Seperti telah diungkap diatas,
hakikat abstrak atau jenis menentukan kesatuan (kesamaan) dari berbagai macam
jenis, bentuk dan sifat hal-hal atau barang-barang yang berbeda-beda dan
terpisah-pisah. Perbedaan dan keterpisahan dari orang-orang bernama Socrates,
Plato, Aristoteles dan sebagainya, terikat dalam satu kesamaan sebagai manusia.
Manusia, binatang, tumbuhan, dan benda-benda lain yang berbeda-beda dan
terpisah-pisah, tyersatukan dengan kesamaan jenis sebagai makhluk. Jadi, hakikat
jenis dapat dipahami sebagai titik sifat abstrak tertinggi daripada sesuatu hal
(an ultimate nature of a thing). Pada titik abstrak tertinggi inilah segala
macam perbedaan dan keterpisahan menyatu dalam subtansi dalam filsafat, study
mengenai hakikat jenis atau hakikat abstrak ini masuk kedalam bidang metafisika
umum (general metaphisics) atau ontology. Oleh sebab itu, pembahasan tentang
hakikat jenis ilmu pengetahuan berarti membahas ilmu pengetahuan secara
ontologis.

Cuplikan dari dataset

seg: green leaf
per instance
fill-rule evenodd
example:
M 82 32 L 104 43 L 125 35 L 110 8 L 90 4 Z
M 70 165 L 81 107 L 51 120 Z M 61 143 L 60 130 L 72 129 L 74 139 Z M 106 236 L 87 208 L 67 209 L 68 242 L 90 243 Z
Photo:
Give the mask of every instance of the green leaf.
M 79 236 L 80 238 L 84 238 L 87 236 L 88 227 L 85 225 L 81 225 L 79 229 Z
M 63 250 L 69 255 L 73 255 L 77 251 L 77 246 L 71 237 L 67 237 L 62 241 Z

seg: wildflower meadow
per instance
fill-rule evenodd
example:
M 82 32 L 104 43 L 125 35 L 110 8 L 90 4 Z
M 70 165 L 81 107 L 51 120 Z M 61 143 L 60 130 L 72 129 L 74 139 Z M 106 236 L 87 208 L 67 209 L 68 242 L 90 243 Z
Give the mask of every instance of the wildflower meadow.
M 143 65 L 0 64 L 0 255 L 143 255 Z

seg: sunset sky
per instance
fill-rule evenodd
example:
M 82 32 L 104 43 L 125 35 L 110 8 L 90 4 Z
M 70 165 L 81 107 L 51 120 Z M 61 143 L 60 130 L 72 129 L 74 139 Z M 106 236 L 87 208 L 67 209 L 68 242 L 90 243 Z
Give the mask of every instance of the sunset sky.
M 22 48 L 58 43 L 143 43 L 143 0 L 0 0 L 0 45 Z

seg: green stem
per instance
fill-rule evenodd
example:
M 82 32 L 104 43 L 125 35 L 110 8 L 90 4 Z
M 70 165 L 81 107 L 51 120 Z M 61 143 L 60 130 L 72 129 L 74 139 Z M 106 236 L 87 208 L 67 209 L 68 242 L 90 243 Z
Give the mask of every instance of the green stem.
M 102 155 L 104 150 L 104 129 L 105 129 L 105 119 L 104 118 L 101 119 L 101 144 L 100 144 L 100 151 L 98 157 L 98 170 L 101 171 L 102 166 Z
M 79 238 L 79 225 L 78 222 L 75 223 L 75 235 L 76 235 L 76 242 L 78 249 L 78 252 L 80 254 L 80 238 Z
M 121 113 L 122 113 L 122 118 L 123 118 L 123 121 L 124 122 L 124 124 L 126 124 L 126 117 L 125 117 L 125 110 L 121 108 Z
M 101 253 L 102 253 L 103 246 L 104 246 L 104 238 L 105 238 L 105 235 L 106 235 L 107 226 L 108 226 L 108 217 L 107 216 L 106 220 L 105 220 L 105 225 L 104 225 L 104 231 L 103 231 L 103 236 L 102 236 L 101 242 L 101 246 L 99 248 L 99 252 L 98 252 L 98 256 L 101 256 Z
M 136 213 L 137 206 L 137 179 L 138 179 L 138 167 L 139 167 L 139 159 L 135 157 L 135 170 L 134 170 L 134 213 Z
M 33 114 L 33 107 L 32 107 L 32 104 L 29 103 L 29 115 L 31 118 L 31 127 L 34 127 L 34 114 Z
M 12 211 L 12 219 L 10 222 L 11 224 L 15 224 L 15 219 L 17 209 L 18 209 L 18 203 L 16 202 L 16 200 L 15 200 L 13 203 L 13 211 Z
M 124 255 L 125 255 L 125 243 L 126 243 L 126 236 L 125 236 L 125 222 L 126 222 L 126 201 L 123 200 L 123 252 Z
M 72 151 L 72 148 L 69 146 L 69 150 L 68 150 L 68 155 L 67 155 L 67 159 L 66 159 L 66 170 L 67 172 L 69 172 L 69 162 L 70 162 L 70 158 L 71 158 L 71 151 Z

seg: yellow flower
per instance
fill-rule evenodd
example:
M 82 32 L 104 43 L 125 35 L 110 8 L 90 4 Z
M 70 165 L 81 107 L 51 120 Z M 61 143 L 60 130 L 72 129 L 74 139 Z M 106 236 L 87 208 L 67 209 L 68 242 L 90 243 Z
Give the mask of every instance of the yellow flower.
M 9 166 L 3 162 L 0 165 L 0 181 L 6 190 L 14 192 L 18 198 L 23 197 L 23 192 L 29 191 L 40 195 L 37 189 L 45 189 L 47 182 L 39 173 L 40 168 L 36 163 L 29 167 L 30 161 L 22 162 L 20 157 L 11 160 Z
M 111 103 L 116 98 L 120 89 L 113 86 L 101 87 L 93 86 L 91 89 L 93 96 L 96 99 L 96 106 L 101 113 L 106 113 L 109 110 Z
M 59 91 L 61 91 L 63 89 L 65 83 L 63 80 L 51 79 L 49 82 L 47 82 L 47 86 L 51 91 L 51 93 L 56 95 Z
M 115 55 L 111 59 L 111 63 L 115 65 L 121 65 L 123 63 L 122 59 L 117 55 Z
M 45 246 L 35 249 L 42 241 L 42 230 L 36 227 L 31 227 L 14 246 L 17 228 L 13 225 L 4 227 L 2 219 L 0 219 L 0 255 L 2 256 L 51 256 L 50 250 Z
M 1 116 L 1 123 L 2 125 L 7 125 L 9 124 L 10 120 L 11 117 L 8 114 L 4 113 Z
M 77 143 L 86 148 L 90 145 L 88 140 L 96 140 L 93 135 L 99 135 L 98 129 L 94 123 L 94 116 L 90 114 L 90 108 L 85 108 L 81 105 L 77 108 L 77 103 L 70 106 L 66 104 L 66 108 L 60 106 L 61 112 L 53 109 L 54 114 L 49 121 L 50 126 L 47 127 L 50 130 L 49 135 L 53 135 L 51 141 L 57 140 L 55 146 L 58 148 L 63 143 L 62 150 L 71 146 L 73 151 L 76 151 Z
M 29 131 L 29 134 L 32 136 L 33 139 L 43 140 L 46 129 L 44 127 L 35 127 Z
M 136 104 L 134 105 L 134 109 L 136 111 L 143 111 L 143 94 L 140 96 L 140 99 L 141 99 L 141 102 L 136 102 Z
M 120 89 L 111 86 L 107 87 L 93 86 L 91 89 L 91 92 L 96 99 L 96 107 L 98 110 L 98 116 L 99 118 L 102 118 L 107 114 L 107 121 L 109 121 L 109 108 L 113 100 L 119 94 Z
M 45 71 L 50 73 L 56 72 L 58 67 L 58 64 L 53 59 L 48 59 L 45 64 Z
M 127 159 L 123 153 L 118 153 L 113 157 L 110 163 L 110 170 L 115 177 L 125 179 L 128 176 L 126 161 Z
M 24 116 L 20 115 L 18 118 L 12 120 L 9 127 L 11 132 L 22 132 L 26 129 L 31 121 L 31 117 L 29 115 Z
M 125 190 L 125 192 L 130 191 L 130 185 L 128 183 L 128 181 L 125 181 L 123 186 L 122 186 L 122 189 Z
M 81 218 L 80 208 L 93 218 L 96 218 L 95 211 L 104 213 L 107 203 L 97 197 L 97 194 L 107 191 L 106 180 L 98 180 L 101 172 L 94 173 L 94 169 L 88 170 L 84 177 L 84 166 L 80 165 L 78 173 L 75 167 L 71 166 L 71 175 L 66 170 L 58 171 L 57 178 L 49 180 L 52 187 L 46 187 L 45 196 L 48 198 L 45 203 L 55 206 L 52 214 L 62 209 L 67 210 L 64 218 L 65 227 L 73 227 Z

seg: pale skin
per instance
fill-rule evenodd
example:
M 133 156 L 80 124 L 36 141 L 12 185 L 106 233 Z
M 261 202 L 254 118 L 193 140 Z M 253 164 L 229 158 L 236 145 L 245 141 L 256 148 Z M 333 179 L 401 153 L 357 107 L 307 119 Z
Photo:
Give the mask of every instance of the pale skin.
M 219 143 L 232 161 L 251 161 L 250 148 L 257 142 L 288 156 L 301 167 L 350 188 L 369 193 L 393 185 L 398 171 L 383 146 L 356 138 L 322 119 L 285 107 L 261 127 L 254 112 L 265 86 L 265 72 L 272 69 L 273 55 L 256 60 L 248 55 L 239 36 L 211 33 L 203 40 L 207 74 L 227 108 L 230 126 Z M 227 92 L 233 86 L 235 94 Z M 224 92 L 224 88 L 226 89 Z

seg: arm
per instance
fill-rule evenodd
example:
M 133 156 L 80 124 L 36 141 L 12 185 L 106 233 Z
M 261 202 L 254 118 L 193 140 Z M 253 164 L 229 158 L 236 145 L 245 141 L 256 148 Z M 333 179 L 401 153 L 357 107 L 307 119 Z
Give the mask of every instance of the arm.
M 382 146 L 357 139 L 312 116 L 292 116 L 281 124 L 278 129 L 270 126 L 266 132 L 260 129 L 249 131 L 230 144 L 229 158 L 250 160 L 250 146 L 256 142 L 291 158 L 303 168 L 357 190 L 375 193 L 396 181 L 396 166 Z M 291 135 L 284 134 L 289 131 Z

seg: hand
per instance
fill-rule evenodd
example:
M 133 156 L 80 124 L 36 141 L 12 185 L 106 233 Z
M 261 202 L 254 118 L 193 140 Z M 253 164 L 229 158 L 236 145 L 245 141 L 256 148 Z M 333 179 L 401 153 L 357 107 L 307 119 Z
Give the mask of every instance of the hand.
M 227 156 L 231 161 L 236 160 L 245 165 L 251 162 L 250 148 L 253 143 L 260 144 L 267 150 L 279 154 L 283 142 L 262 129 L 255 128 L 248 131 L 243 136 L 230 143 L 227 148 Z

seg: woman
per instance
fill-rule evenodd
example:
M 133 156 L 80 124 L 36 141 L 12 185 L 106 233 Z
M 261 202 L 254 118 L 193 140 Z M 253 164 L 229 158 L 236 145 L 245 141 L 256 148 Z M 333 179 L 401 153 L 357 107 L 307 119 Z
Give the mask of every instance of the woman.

Tujuan Tugas A: Tuliskan ulang bagian teks tentang hakikat jenis, dimulai dengan "Seperti telah diungkap" dan berlanjut sampai "kesamaan sebagai manusia.".
Tujuan Tugas B: Sambunglah teks tentang hakikat jenis, mulai setelah kalimat terakhirnya.

Hasil A:
Seperti telah diungkap diatas,
hakikat abstrak atau jenis menentukan kesatuan (kesamaan) dari berbagai macam
jenis, bentuk dan sifat hal-hal atau barang-barang yang berbeda-beda dan
terpisah-pisah. Perbedaan dan keterpisahan dari orang-orang bernama Socrates,
Plato, Aristoteles dan sebagainya, terikat dalam satu kesamaan sebagai manusia.

Hasil B:
Secara ontologis, artinya secara
metafisika umum, objek materi yang dipelajari didalam pluralitas ilmu
pengetahuan, bersifat monistik pada tingkat yang paling abstrak. Seluruh objek
materi pluralitas ilmu pengetahuan, seperti manusia, binatang, tumbuh-tumbuhan
dan zat kebendaan berada pada tingkat abstrak tertinggi yaitu dalam kesatuan
dan kesamaan sebagai makhluk. Kenyataan itu mendasari dan menentukan kesatuan
pluralitas ilmu pengetahuan. Dengan kata lain, pluralitas ilmu pengetahuan
berhakikat satu, yaitu dalam kesatuan objek materinya.
Disamping objek materi, keradaan
ilmu pengetahuan juga lebih ditentukan oleh objek forma. Objek forma ini sering
dipahami sebagai sudut atau titik pandang (point of view), selanjutnya
menentukan ruang lingkup study (scope of the study). Berdasarkan ruang lingkup
studi inilah selanjutnya ilmu pengetahuan berkembang menjadi plural,
berbeda-beda dan cenderung saling terpisah antara satu dengan yang lain.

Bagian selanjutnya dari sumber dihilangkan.